Given instruction a:
Count the lines in the records that contain the word "green", treating uppercase and lowercase as different. Give only the number.

Excerpted passage:
■ ■ ■

Appendix 2: A Perl script for extracting fields from the istc.txt file
§ 18 The comment lines, which begin with the pound sign, explain the function of each line of code.
$batch="istc.txt";
# Define the name of file to search
open BATCH, $batch or die "Cannot open $batch for
read:$!";
# Open the file, or close with an
# error if it doesn't exist
while (<BATCH>) {
# As long as there are lines
# in the file left to search...
if (/^Title:\t(.*?)$/) {
# ...look for the pattern
# "Title:<tab character><anything
# else>
# at the beginning of a line
$match = $1;
# Save "anything else"...
$hit=1;
# ...and set a flag that
# we've found what we're
# looking for
}
if (/^ISTC.*(i.\d{8})/ and ($hit == 1)) {
# Now, if we have a match already
# saved, look for the
# pattern "ISTC" at
# the beginning of the
# line, and then anything
# else, and then "i" followed
# by eight digits; save the
# "i" and the digits, as that's
# the ISTC number
$hit = 0;
# Reset our flag
$istc_number = $1;
# Assign the "i plus eight digits"

■ ■ ■

Stored data:
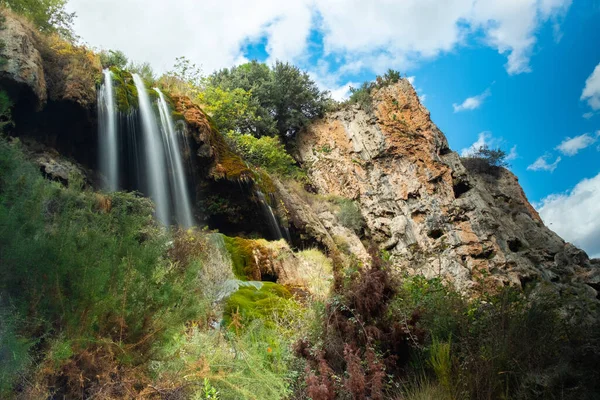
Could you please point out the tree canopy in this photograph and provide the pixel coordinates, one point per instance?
(283, 98)
(47, 15)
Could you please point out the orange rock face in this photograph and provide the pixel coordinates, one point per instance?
(422, 205)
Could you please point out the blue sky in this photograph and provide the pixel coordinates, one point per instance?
(518, 74)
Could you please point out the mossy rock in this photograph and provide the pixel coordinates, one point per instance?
(249, 303)
(126, 94)
(245, 256)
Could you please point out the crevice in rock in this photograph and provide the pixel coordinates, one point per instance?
(460, 188)
(515, 245)
(484, 255)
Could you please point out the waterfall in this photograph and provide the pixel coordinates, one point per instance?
(183, 209)
(107, 133)
(155, 172)
(268, 211)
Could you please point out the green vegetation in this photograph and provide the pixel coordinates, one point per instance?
(266, 152)
(113, 58)
(5, 111)
(3, 58)
(278, 100)
(144, 70)
(250, 303)
(431, 340)
(47, 15)
(486, 161)
(363, 95)
(126, 95)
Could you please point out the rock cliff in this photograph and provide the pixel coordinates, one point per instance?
(430, 213)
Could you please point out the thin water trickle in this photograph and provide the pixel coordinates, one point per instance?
(107, 133)
(268, 211)
(183, 209)
(155, 173)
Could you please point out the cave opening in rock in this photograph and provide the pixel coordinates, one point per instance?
(460, 188)
(515, 245)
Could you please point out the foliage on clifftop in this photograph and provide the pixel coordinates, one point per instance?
(49, 16)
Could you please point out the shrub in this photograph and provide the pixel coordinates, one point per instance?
(266, 152)
(47, 15)
(363, 95)
(72, 72)
(285, 98)
(486, 161)
(76, 268)
(5, 111)
(113, 58)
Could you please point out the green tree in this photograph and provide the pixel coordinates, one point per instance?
(267, 152)
(254, 78)
(286, 98)
(113, 58)
(47, 15)
(296, 99)
(486, 160)
(144, 70)
(231, 110)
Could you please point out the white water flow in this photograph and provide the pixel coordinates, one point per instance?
(268, 211)
(107, 133)
(155, 173)
(183, 209)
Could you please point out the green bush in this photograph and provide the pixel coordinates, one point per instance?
(363, 95)
(486, 160)
(14, 351)
(87, 266)
(5, 111)
(47, 15)
(266, 152)
(113, 58)
(507, 345)
(285, 99)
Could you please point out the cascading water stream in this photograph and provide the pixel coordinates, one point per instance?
(183, 209)
(107, 124)
(268, 211)
(155, 173)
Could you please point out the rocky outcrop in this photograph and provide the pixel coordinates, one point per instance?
(21, 68)
(54, 166)
(430, 213)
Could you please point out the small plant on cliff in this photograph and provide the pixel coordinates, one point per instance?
(363, 95)
(47, 15)
(286, 98)
(486, 160)
(5, 110)
(113, 58)
(267, 152)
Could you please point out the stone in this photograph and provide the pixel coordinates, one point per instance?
(22, 73)
(420, 203)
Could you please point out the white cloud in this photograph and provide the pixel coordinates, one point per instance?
(591, 91)
(541, 164)
(571, 146)
(575, 215)
(373, 35)
(512, 155)
(472, 103)
(343, 92)
(483, 139)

■ ■ ■

Given instruction b:
Answer these questions about the Perl script appendix:
(i) What file name is assigned to $batch?
(ii) What character begins the comment lines?
(iii) How many digits follow the "i" in an ISTC number?

Right answer a:
3

Right answer b:
(i) istc.txt
(ii) The pound sign
(iii) Eight